§ **STATED TASK**
Reproduce verbatim the records below, from the line with "If you could put a dot on the chair leg" up to and including the line with "If you could put a dot on the striped".

-------

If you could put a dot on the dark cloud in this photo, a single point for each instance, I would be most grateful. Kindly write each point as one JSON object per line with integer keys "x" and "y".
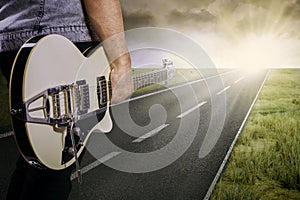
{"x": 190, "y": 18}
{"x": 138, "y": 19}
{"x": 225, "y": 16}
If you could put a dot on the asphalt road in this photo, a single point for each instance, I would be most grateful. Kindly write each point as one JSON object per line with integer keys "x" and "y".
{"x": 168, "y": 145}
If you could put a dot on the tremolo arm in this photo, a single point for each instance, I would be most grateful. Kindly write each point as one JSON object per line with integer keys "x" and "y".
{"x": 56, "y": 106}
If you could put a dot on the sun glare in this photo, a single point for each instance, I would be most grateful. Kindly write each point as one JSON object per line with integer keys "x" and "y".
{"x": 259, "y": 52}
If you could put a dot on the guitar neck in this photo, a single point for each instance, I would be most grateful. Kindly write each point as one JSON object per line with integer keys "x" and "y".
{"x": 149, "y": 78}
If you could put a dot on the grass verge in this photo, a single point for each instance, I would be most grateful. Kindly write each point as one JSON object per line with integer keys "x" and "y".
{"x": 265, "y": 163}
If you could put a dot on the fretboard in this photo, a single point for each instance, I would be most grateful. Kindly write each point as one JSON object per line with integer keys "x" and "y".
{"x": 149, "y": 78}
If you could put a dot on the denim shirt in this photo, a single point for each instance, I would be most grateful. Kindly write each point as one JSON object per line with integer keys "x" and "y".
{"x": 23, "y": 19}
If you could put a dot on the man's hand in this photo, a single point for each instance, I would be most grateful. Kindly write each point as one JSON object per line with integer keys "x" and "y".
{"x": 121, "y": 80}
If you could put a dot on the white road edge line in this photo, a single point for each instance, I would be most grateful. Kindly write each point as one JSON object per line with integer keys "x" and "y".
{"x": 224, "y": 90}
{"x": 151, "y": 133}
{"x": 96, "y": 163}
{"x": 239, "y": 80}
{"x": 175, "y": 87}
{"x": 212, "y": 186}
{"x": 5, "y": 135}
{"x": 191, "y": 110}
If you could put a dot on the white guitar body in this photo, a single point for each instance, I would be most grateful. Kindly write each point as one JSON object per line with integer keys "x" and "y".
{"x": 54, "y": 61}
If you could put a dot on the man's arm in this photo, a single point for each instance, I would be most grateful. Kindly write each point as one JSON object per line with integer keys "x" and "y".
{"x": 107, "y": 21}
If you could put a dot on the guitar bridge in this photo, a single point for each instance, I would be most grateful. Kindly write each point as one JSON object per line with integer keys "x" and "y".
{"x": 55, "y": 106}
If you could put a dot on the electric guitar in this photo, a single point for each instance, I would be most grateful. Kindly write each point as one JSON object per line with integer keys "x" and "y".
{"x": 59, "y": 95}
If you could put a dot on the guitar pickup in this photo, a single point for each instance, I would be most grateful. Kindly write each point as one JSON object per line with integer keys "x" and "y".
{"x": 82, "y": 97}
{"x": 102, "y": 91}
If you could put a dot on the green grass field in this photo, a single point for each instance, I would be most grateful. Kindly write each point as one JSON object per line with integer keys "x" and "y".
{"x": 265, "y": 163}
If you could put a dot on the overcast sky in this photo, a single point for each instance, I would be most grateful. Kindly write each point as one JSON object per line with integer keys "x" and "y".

-------

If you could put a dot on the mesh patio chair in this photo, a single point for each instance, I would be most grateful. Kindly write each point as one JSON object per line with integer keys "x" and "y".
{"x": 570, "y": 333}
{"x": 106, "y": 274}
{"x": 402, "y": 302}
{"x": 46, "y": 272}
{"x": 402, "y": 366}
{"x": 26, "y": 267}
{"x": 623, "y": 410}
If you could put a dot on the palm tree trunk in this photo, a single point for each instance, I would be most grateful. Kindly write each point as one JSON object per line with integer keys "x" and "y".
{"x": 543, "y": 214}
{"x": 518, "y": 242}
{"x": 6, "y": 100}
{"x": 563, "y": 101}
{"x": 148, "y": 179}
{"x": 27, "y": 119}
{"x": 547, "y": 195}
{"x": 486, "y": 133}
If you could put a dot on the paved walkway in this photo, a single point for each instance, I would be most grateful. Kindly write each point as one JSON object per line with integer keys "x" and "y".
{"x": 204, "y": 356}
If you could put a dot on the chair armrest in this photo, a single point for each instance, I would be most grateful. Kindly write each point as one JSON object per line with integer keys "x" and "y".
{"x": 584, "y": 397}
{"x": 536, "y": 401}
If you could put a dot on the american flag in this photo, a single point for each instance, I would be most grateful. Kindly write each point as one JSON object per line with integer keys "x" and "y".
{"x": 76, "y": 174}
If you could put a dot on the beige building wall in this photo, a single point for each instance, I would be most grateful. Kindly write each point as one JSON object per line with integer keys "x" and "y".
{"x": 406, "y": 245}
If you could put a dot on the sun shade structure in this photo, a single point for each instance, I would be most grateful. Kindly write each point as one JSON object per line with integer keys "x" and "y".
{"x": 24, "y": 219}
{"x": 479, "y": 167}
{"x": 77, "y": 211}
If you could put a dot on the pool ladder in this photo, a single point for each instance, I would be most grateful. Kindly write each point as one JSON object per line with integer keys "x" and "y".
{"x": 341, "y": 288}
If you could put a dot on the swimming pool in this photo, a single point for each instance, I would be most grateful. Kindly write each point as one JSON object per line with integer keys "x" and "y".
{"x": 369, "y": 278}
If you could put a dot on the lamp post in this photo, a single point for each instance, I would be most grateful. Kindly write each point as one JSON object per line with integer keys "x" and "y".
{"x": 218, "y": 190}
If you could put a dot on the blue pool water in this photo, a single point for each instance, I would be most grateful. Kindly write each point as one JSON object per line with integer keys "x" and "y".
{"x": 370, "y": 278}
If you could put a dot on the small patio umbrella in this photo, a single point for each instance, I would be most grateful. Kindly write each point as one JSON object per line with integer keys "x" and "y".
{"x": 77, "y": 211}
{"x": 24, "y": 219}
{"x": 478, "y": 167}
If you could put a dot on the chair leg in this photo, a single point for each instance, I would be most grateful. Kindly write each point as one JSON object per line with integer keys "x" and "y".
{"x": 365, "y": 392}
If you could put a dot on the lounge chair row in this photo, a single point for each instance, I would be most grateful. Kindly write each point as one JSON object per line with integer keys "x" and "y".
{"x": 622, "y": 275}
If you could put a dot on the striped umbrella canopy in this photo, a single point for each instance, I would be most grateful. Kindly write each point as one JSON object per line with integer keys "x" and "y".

-------

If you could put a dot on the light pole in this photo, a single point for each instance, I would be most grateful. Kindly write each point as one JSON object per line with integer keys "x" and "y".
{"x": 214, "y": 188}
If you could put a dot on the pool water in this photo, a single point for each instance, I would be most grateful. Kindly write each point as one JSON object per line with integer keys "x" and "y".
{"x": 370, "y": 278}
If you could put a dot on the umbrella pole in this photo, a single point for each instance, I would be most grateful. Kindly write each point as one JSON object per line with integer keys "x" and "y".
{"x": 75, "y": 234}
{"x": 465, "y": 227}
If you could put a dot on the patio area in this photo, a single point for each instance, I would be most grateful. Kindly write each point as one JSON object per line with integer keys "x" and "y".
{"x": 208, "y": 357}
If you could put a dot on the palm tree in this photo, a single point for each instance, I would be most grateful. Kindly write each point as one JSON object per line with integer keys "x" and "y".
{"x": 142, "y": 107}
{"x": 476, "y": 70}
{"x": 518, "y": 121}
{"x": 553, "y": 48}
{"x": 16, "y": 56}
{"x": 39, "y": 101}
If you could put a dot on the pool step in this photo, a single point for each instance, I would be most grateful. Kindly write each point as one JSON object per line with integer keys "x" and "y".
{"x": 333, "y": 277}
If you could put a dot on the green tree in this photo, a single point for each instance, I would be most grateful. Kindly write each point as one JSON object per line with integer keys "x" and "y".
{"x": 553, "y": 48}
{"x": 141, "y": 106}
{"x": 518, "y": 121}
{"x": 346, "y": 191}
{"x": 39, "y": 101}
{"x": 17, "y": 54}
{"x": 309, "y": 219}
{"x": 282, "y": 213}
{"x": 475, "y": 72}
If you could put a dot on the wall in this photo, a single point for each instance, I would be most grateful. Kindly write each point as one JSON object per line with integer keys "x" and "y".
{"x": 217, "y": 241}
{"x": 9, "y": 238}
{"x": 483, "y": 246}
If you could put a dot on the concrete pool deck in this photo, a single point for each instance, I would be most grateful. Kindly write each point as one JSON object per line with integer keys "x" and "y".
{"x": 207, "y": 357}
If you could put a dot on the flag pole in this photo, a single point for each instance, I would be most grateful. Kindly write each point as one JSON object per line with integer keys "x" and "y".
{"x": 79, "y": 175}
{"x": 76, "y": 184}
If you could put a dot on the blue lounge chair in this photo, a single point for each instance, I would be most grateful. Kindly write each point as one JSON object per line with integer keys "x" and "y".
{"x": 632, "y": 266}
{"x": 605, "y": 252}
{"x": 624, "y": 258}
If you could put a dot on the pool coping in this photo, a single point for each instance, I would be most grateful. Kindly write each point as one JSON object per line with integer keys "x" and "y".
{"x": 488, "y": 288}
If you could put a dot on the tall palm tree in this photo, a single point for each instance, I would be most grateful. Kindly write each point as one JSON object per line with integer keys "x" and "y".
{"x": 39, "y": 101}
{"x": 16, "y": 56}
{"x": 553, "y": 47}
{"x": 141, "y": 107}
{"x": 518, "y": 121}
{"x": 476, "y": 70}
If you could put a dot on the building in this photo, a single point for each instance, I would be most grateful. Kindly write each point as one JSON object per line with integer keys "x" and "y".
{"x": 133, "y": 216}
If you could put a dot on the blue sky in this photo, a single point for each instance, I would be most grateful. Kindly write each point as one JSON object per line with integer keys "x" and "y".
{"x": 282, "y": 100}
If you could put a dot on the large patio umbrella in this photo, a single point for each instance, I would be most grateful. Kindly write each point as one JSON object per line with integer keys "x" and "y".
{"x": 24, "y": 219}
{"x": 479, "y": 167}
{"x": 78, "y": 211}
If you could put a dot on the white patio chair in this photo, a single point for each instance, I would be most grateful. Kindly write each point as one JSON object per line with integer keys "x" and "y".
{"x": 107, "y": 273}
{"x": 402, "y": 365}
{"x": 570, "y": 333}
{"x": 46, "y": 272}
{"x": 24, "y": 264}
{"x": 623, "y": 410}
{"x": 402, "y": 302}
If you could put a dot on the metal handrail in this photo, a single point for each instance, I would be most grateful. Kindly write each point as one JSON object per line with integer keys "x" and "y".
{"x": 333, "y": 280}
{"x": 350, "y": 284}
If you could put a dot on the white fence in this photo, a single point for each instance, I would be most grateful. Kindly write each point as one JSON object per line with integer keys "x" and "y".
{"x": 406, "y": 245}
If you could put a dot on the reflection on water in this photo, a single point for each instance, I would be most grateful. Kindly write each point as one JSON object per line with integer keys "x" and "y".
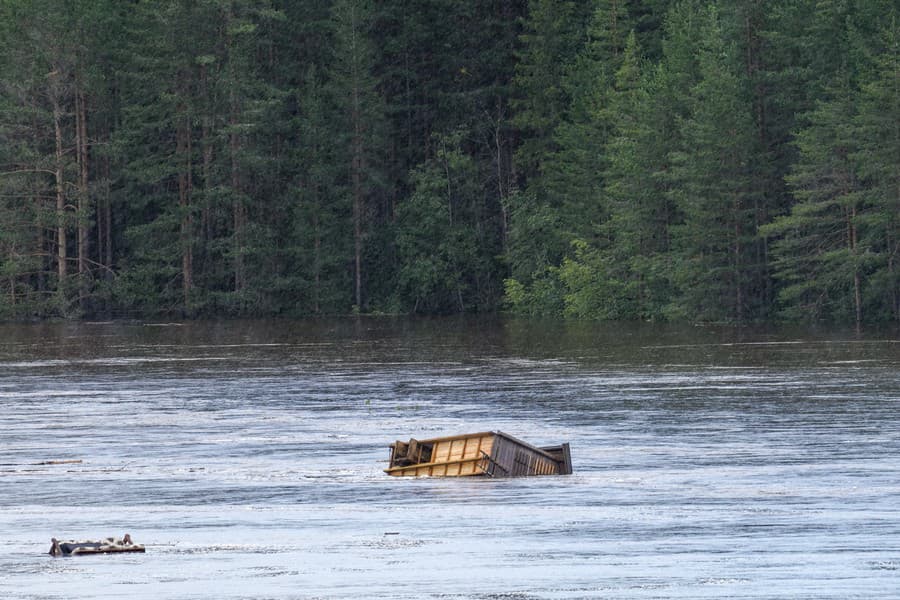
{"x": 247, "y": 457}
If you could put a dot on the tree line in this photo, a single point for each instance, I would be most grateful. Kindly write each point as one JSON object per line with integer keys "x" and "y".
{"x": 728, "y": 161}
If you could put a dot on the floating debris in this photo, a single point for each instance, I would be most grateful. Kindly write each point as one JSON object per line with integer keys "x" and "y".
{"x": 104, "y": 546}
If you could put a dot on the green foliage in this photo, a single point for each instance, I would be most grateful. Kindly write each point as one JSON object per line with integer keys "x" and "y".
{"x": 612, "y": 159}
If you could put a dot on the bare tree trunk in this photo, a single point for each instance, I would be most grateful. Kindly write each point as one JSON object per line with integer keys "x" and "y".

-------

§ **ANSWER TO THE EXERCISE**
If you could put a dot on the chair leg in this photo, a single point for each instance, I would be most grateful. Kindly write each point as one JSON object per line with integer keys "x" and "y".
{"x": 365, "y": 392}
If you could put a dot on the lounge chair row in this photo, a single point for each instance, I would be most grateful. Kindly write each point as one JSON object per line with integer keys "x" and "y".
{"x": 622, "y": 275}
If you could put a dot on the striped umbrella canopy in this photo, a single point for each instance, I would be most grateful. Kindly write each point as one JSON object per line with integer keys "x" and "y".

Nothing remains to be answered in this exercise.